### THE RECORDS:
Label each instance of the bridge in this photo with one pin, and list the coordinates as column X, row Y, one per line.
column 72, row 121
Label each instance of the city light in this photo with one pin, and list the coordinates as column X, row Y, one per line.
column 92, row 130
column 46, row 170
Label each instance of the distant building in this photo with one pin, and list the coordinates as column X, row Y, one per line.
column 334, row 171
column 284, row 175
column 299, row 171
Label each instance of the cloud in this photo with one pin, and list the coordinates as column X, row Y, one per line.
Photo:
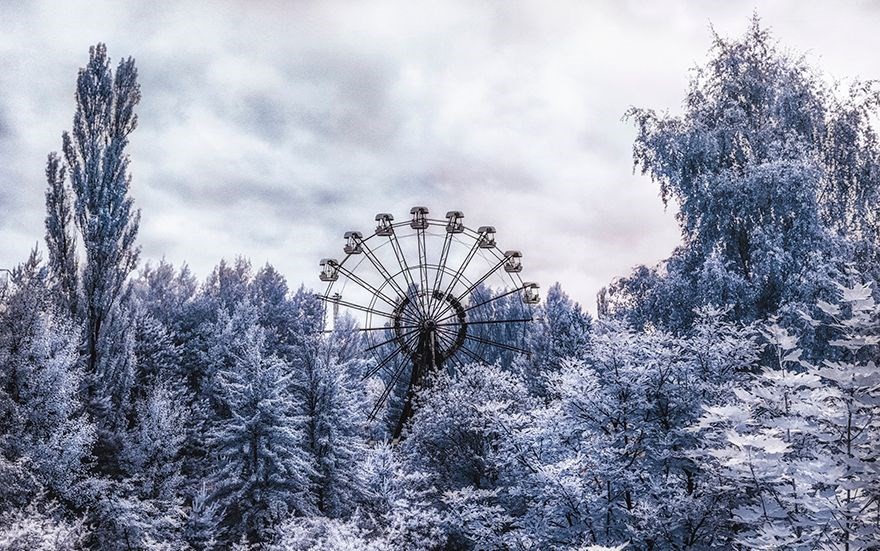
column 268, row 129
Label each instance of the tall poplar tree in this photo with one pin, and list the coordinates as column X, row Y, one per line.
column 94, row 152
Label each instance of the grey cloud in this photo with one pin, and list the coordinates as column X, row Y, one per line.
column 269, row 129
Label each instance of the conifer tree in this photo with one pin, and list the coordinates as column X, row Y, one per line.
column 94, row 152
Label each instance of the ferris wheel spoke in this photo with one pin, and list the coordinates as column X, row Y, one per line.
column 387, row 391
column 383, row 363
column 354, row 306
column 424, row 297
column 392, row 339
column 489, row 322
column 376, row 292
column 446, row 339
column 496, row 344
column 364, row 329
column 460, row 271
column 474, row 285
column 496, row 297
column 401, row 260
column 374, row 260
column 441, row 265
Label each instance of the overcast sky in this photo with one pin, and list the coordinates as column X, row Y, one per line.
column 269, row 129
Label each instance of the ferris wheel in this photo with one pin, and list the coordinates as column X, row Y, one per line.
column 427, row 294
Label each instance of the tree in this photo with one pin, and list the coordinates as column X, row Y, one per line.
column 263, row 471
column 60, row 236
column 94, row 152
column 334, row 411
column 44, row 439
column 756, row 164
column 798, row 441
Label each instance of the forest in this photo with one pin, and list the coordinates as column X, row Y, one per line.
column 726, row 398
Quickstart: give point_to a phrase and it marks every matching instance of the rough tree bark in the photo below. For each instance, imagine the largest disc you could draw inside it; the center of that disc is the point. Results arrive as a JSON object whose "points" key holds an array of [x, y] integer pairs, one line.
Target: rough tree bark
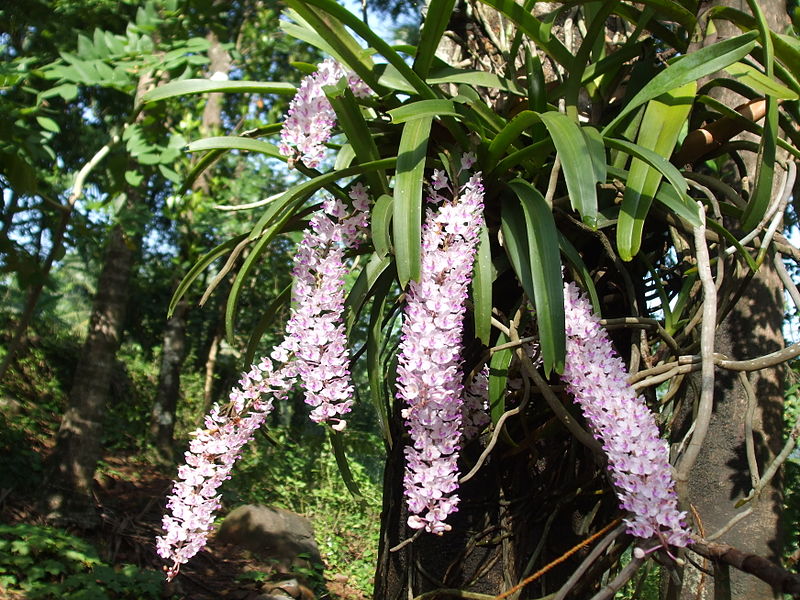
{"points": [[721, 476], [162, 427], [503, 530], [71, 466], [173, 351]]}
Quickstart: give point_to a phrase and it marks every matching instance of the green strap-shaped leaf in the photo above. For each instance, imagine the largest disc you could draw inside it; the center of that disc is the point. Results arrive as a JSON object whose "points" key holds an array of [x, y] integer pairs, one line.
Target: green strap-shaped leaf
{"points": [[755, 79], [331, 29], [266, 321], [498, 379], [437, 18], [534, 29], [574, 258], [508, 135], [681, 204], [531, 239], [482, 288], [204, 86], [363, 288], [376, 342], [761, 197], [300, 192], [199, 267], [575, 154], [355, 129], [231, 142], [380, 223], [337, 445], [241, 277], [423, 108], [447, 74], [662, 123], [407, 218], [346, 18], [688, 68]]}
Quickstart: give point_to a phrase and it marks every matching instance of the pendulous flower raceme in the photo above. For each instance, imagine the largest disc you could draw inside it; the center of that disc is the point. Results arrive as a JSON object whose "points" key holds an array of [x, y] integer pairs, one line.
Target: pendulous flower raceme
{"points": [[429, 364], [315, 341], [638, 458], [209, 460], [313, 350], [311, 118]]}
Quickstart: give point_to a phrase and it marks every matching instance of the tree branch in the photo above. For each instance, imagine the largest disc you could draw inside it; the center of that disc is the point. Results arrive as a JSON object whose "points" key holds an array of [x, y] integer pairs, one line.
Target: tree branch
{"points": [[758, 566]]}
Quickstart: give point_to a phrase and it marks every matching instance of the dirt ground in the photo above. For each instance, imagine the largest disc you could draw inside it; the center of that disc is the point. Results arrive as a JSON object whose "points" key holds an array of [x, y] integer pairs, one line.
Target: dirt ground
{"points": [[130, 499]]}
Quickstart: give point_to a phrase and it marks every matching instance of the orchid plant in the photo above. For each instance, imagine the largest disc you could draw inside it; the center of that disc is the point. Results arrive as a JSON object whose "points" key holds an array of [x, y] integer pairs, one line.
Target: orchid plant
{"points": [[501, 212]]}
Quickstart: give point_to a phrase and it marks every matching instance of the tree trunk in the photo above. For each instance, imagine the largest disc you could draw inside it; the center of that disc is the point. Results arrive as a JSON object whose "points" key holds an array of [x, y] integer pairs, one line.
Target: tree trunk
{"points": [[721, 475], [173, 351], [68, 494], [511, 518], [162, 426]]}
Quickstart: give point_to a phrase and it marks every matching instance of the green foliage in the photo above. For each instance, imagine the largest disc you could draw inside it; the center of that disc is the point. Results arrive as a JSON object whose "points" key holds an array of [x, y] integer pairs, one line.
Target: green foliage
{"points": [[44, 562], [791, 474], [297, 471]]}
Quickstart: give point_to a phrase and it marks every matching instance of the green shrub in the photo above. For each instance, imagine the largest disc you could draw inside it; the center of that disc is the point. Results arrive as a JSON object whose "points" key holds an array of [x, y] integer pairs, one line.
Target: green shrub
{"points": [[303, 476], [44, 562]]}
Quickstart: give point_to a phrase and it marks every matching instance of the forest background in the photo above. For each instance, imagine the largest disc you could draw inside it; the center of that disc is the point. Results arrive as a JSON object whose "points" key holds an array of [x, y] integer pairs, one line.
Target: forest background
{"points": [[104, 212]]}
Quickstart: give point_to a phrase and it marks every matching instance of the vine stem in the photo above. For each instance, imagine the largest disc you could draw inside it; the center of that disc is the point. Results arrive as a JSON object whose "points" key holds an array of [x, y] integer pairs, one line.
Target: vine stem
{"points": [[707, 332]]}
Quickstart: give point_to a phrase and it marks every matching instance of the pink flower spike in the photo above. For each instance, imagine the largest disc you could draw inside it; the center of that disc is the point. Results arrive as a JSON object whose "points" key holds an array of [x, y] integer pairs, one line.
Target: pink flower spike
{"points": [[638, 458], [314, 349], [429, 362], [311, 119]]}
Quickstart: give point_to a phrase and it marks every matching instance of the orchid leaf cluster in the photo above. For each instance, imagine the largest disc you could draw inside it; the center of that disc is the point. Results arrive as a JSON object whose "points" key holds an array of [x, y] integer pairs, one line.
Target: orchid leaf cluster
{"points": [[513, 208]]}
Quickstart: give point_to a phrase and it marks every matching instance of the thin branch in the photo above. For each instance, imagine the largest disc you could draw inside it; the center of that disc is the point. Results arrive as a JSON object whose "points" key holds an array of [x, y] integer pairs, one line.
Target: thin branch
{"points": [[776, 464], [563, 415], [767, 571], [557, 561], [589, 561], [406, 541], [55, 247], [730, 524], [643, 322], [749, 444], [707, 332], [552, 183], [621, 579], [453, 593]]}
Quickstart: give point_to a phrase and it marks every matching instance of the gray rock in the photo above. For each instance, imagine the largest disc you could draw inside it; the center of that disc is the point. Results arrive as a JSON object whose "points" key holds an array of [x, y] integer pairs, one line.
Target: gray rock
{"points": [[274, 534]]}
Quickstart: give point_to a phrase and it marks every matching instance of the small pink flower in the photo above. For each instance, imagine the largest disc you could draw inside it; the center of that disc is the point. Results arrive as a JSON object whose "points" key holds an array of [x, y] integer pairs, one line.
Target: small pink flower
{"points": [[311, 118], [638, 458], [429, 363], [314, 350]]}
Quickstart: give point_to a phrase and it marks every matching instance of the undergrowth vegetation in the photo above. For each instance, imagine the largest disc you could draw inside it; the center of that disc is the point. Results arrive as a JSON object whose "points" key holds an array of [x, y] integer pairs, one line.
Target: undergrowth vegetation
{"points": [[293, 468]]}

### EXERCISE GOAL:
Your reply is the full set of entries reproduced exactly, with images omitted.

### REPLY TO THE TASK:
Label each instance of the bridge in this photo with one pin, and list the coordinates as column X, row Y, one per line.
column 72, row 121
Label each instance of the city light in this photo with one pin, and list the coordinates as column X, row Y, one per line.
column 92, row 130
column 46, row 170
Label each instance of the distant building in this photo with one pin, and list the coordinates as column X, row Y, one per line.
column 334, row 171
column 284, row 175
column 299, row 171
Label each instance of the cloud in this photo with one pin, and list the coordinates as column X, row Y, one per line.
Photo:
column 268, row 129
Label each instance of the tall poplar tree in this photo with one pin, and list the coordinates as column X, row Y, one per line.
column 94, row 152
Label each instance of the grey cloud in this photo with one pin, and list the coordinates as column X, row Y, one per line.
column 269, row 129
Label each instance of the conifer tree in this photo with one pin, and list the coordinates as column X, row Y, one per line.
column 94, row 152
Label each instance of the ferris wheel spoke in this photo with one pin, and list the coordinates as column X, row Y, one per line.
column 387, row 391
column 383, row 363
column 354, row 306
column 424, row 297
column 392, row 339
column 489, row 322
column 376, row 292
column 446, row 339
column 496, row 344
column 364, row 329
column 460, row 271
column 474, row 285
column 496, row 297
column 401, row 260
column 374, row 260
column 441, row 265
Label each instance of the overcast sky in this photo with one pin, and list the coordinates as column X, row Y, one per line.
column 269, row 129
Label each instance of the ferris wheel in this photo with one pin, and list the coordinates as column X, row Y, one per line.
column 427, row 294
Label each instance of the tree in this photo with one pin, and list the coordinates as column X, row Y, one per line.
column 263, row 471
column 60, row 236
column 94, row 152
column 334, row 411
column 44, row 439
column 756, row 164
column 798, row 441
Label each instance of the forest in this photo with one pin, and list the coordinates as column X, row Y, one per line.
column 726, row 398
Quickstart: give point_to a phrase and it marks every matching instance of the rough tree bark in the photo below. For each instance, imagine the largest disc you could draw inside it; the center of that disc is the point. Results arrive as a JSON object whose "points" key holds an array of [x, y] integer pairs, one line.
Target: rough tree bark
{"points": [[721, 476], [162, 427], [503, 530], [71, 466], [173, 351]]}
Quickstart: give point_to a phrase and it marks every matching instance of the green strap-shaped leaf in the photo above. For each instance, imagine the largest disc you could draw inside it; the center of that disc is the point. Results arrive as a JSON object whose "points" key holds an array of [x, y] integer pairs, one line.
Target: green strap-shaped leaf
{"points": [[755, 79], [331, 29], [266, 321], [498, 379], [437, 18], [534, 29], [574, 258], [508, 135], [681, 204], [531, 239], [482, 288], [204, 86], [363, 288], [376, 342], [761, 197], [300, 192], [199, 267], [575, 154], [355, 129], [231, 142], [380, 223], [337, 445], [241, 277], [423, 108], [447, 74], [662, 123], [407, 218], [346, 18], [688, 68]]}
Quickstart: give point_to a phrase and it marks every matching instance of the pendulous flower raceme in the photo above. For each instance, imagine the largest disc you could draw inside it; the center of that disc is the point. Results arrive as a JSON object whose "points" key holds an array of [x, y] integer pairs, one line.
Target: pendulous flower raceme
{"points": [[429, 364], [315, 341], [638, 458], [209, 460], [313, 350], [311, 118]]}
Quickstart: give point_to a phrase and it marks every matching instance of the tree branch in the photo above. For each instance, imagine the largest disc you could draw inside it; the center of that disc is the point. Results arrive as a JSON object whose "points" key holds an array of [x, y] integer pairs, one line.
Target: tree branch
{"points": [[758, 566]]}
Quickstart: give point_to a phrase and it marks every matching instance of the dirt ground in the photo above. For each instance, imagine the largest disc you could draw inside it; the center of that disc is the point. Results arrive as a JSON object whose "points" key holds an array of [x, y] integer pairs, one line.
Target: dirt ground
{"points": [[130, 499]]}
Quickstart: give point_to a phrase and it marks every matching instance of the orchid plant in the photo above. For each instance, imagine the largest disc you could draw inside it; the center of that disc is the point. Results arrive as a JSON object whose "points" key holds an array of [x, y] integer pairs, one line.
Target: orchid plant
{"points": [[501, 212]]}
Quickstart: give point_to a phrase and it marks every matching instance of the tree trunk in the photo above. For each instance, imagine the largest disc you could draw inside it; the center of that disc is the point. Results arrive as a JSON object whose "points" key holds an array of [x, y] integer pairs, one line.
Target: tree trunk
{"points": [[721, 475], [173, 351], [68, 494], [511, 518], [162, 426]]}
Quickstart: give point_to a phrase and it marks every matching instance of the green foliage in the photo above. For each instance, imagine the largest disc you could draw inside it; the center of that disc is the point. Results arrive as a JSON object whose "points" key holds an array of [x, y] integer pairs, one line.
Target: green foliage
{"points": [[44, 562], [791, 474], [297, 471]]}
Quickstart: give point_to a phrase and it marks every matching instance of the green shrub in the photo above. For each instance, imagine the largest disc you could draw inside it; the center of that disc is the point. Results arrive as a JSON object whose "points" key holds an array of [x, y] integer pairs, one line.
Target: green shrub
{"points": [[303, 476], [44, 562]]}
Quickstart: give point_to a phrase and it marks every matching instance of the forest background in the photo above. For each instance, imagine the largest disc you could draw inside it; the center of that disc is the point. Results arrive as a JSON object whose "points" key holds an array of [x, y] integer pairs, one line.
Target: forest background
{"points": [[104, 212]]}
Quickstart: give point_to a phrase and it marks every matching instance of the vine stem in the photo above. For each instance, imagine the largest disc you could draw inside it; the center of that disc is the point. Results arrive as a JSON object whose "points" key holds an array of [x, y] integer pairs, one line.
Target: vine stem
{"points": [[707, 332]]}
Quickstart: give point_to a phrase and it marks every matching instance of the pink flower spike in the photo above. For each instance, imagine the largest disc you could draw inside it; the center of that disc is the point. Results arrive as a JSON object whose "points" key holds an array of [x, y] integer pairs, one line.
Target: pink flower spike
{"points": [[638, 458], [314, 349], [429, 362], [311, 119]]}
Quickstart: give point_to a phrase and it marks every matching instance of the orchid leaf cluster in the photo above. For each instance, imagine the largest disc you could draw inside it; the center of that disc is the point. Results arrive as a JSON object whose "points" key holds an array of [x, y] integer pairs, one line.
Target: orchid leaf cluster
{"points": [[513, 208]]}
Quickstart: give point_to a phrase and it marks every matching instance of the thin branch in the photo above. For each instance, imagine the largest disc you could draw inside it; the center of that disc is the point. Results arrive as a JSON object whose "points" key holds an array of [x, y] integer pairs, one line.
Target: thin branch
{"points": [[776, 464], [563, 415], [767, 571], [557, 561], [589, 561], [406, 541], [55, 247], [730, 524], [643, 322], [749, 444], [707, 332], [552, 183], [621, 579], [453, 593]]}
Quickstart: give point_to a phrase and it marks every matching instance of the gray rock in the photo above. For each instance, imagine the largest disc you could draw inside it; the center of that disc is the point. Results arrive as a JSON object whose "points" key holds an array of [x, y] integer pairs, one line.
Target: gray rock
{"points": [[274, 534]]}
Quickstart: give point_to a phrase and it marks every matching instance of the small pink flower in the photo above. For each instance, imagine the largest disc you could draw inside it; the center of that disc is the point. Results arrive as a JSON object whose "points" key holds an array of [x, y] integer pairs, one line.
Target: small pink flower
{"points": [[311, 118], [638, 458], [429, 363], [314, 350]]}
Quickstart: give point_to a phrase and it marks every matching instance of the undergrowth vegetation in the photo above. For each instance, imagine the largest disc you could draw inside it; the center of that disc is the point. Results arrive as a JSON object whose "points" key holds an array of [x, y] integer pairs, one line.
Target: undergrowth vegetation
{"points": [[293, 468]]}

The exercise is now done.